**Work to be completed**
Using the forum discussion on probability below, answer each question briefly.
(a) How many horses run in the race used as an example?
(b) Which figure is said to have taken a similar approach to the question?
(c) According to the reply about ensembles, what is the probability of an event having a particular outcome?

A philosophical musing concerning probability

Hi, first post here, have been lurking and learning for ages, what a wealth of knowledge on this site, I am in total awe …

Anyway, I have a question which has bugged me for many years, and it is concerned with the whole concept of probabilty . I figure the expert mathematicians and philosophers here (into neither of which category I fit) may be able to assist.

Now, my problem concerns when people talk about the “probability of an event happening”.

On the face of it, this would seem a harmless enough mode of expression, but when you actually start to analyse it, it seems to me that there really isn’t such a thing as the “probability of an event happening” what you have is the “probability of you being right if you forecast a certain outcome of the event” and that the probability is dependent on the amount of information which you possess about that event.

So, for example, tossing a coin is an event about which you cannot have any information (unless you know that the coin is biased) but that isn’t to say that the information isn’t there, it just means we don’t have access to it. It is at least conceivable that given enough sophistication in measurement of all variables, it would be possible to forecast the eventual outcome of any indivudual coin toss with a significantly higher success rate than 50%. Not that anybody is ever going to do this, but theoretically at least, it is conceivable.

Going up a step, consider a roulette wheel… Now, imagine a situation where a skilled croupier is able to throw the ball into one physical half of the wheel with greater than 50% success rate. When he chooses to do this, the probability of the ball landing on one of the numbers in his chosen half of the wheel becomes greater than 50% but only he is aware of this because he has more information. So, his probability is different from the punters’ probability.

Finally, consider horse racing. In a 6 horse race, for the sake of argument, your chance of selecting the eventual winner at random, knowing nothing about the form of the runners, is 5/1. If, however, you are a devoted form student, you may well be able to nominate the winner of such a race with a far greater accuracy so that **your **probability for the various runners could vary from say, 1/1 out to, say, 66/1. If you are the trainer of one of the runners, then your probability could be a whole lot different again.

Hence my contention that probability is not a property of the event itself, it is a function of the amount of information which you have about the event. So am I right, or a meringue ?

What you’re describing is subjective probability, and there are many situations where that’s the most reasonable interpretation of probabilities. Google that phrase for much more reading.

Absolutely (especially in terms of horse racing ) but my contention is that ***all ***probabilities are subjective probabilities, they only become considered as ***objective ***probabilities simply because it is impossible to actually access sufficient information to make them otherwise, although the information is there if we had the tools to measure it.

I believe that Laplace took a similar approach to the question …

You are correct: probability is not a property of a single event or situation. Probability can only have meaning in the context of an “ensemble”, a repetition of events or copies of a situation. The probability of an event having a particular outcome is just the fraction of events in the ensemble that have that outcome.

Of course most of the time we can’t or don’t actually want to do the repetitions. We instead imagine the repetitions in a thought experiment, and the probability very much depends on how we “design” the thought experiment. In particular, it depends on how much ignorance we build into the experiment.

**Records supplied**
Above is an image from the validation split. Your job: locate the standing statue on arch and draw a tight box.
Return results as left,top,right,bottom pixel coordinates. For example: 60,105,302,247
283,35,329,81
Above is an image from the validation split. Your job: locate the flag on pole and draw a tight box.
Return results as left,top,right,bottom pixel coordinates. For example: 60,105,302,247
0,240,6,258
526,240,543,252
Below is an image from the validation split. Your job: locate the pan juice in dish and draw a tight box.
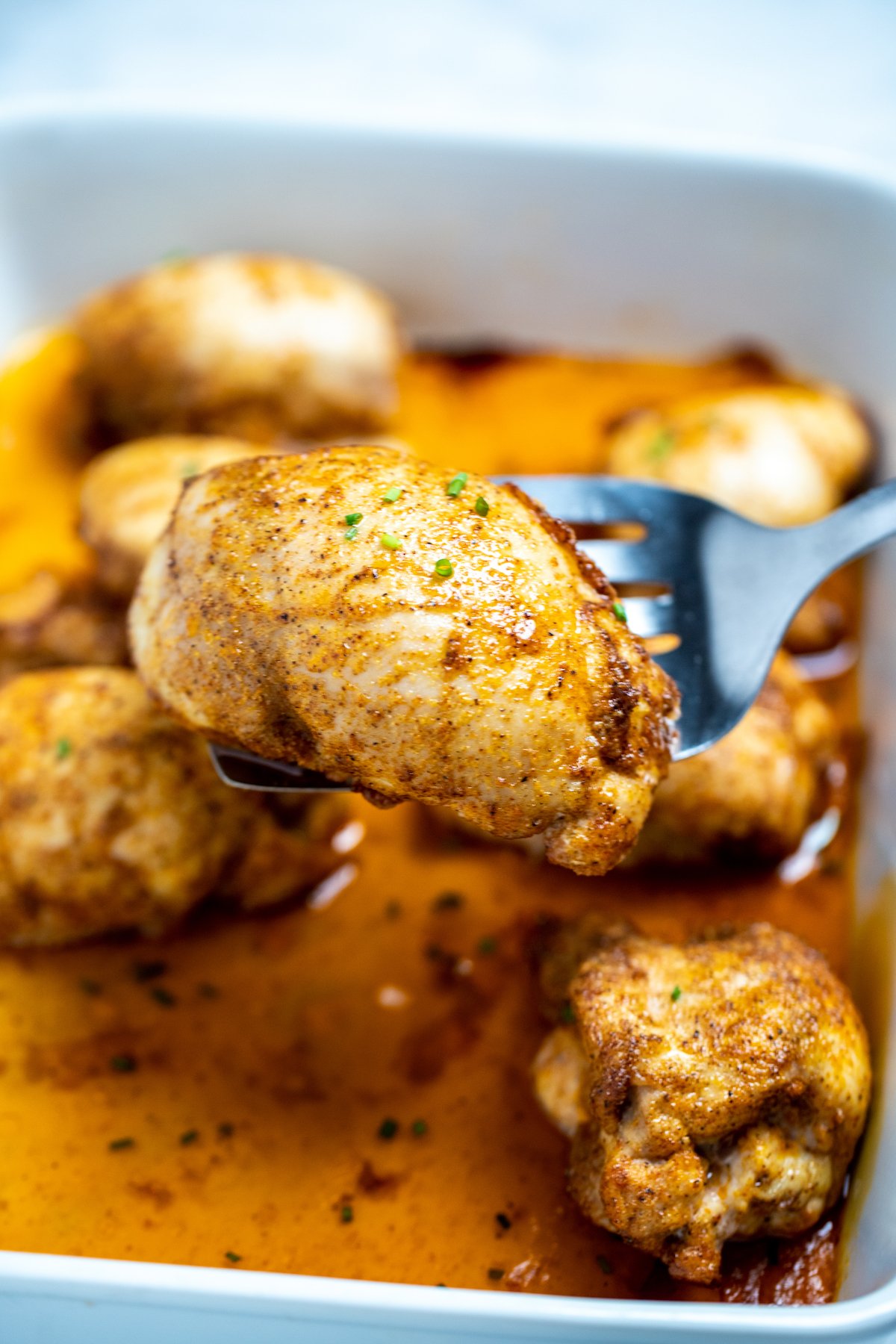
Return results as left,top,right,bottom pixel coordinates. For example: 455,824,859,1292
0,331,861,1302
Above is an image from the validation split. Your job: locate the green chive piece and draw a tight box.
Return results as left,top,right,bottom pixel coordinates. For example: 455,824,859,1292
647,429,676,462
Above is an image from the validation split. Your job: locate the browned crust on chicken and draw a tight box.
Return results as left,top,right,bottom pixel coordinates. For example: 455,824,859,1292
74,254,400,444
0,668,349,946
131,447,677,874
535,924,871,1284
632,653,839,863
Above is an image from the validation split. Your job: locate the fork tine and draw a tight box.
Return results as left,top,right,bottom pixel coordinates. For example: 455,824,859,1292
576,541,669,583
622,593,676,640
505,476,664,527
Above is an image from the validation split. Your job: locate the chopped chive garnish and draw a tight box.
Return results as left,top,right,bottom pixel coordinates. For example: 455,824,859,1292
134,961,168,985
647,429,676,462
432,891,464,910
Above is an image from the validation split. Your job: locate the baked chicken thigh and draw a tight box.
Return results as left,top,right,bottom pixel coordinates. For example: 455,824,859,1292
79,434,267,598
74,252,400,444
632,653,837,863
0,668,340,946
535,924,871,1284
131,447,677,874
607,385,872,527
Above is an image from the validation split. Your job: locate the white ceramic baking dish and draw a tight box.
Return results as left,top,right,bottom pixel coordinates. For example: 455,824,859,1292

**Result**
(a) Six.
(b) Laplace.
(c) The fraction of events in the ensemble that have that outcome.